**What is being asked:** Continue the passage about the 1875 Ohio amendment creating the Supreme Court Commission, picking up right after its final sentence.

**Passage shown:**
In 1875, the Constitution of Ohio was amended to provide for the Supreme Court Commission. The amendment reads in part: "A commission, which shall consist of five members, shall be appointed by the governor, with the advice and consent of the Senate, the members of which shall hold office for the term of three years from and after the first day of February, 1876, to dispose of such part of the business then on the dockets of the Supreme Court, as shall, by arrangement between said commission and said court, be transferred to such commission; and said commission shall have like jurisdiction and power in respect to such business as are or may be vested in said court; and the members of said commission shall receive a like compensation for the time being, with the judges of said court."

**Record set:**
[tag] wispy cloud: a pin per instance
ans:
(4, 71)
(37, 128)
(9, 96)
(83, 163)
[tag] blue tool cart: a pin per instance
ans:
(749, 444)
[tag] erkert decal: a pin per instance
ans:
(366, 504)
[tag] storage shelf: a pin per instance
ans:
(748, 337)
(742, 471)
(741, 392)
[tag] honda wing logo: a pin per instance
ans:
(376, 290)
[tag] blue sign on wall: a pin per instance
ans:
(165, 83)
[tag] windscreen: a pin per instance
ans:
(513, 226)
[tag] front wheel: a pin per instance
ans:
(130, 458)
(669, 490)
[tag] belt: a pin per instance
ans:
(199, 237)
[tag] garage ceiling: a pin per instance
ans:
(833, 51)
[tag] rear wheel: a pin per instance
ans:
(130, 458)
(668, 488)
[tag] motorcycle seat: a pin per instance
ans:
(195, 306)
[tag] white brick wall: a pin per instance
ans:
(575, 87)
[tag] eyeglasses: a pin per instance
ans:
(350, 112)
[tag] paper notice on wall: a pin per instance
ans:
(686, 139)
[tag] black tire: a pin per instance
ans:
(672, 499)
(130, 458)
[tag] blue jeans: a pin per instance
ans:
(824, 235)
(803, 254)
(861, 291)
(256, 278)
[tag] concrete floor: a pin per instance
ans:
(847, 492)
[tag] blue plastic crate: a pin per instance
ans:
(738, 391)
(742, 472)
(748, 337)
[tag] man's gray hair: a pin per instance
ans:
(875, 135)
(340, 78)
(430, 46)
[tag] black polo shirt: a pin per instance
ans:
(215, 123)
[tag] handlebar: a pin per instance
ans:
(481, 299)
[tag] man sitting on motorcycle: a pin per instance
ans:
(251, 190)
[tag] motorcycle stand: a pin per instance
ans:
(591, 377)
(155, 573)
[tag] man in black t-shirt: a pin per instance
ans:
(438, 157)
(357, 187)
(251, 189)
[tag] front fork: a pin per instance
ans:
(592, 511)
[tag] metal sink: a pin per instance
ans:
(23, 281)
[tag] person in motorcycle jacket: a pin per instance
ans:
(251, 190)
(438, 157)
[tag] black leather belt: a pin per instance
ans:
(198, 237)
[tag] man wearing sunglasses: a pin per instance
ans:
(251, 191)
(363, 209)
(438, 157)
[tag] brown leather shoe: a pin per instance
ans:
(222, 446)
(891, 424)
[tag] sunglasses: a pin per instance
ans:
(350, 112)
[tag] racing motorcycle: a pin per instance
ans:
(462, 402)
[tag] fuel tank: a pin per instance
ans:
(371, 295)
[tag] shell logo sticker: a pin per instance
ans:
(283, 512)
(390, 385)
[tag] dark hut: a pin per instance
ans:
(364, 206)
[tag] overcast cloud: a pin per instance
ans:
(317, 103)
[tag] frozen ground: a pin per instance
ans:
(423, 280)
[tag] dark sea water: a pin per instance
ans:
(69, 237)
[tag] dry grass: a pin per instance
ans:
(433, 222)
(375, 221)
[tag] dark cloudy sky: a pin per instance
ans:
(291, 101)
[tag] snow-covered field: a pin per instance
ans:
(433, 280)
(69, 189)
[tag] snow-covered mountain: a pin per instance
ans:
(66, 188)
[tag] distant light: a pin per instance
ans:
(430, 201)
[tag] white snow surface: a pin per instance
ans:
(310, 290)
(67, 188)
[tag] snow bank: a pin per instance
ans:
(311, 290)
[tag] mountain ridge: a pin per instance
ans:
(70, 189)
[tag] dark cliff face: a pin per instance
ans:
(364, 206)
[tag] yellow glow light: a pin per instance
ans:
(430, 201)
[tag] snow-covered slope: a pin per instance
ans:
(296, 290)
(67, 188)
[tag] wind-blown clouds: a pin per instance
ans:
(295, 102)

**Response to the exercise:**
===Commission of 1876===
On February 2, 1876, Ohio Governor Rutherford B. Hayes appointed the following six members:
- Josiah Scott of Crawford County
- William Wartenbee Johnson of Lawrence County
- D. Thew Wright of Hamilton County
- Richard A. Harrison of Franklin County
- Henry C. Whitman of Hamilton County
- Luther Day of Portage County

Harrison refused the appointment, and Thomas Q. Ashburn of Clermont County was seated March 16, 1878. The commission sat until February 2, 1879, and "assisted in bringing up the docket which had fallen behind the reasonable time for trial."

===Commission of 1883===
Governor Charles Foster appointed another commission of four men, which served from April 17, 1883 to April 16, 1885.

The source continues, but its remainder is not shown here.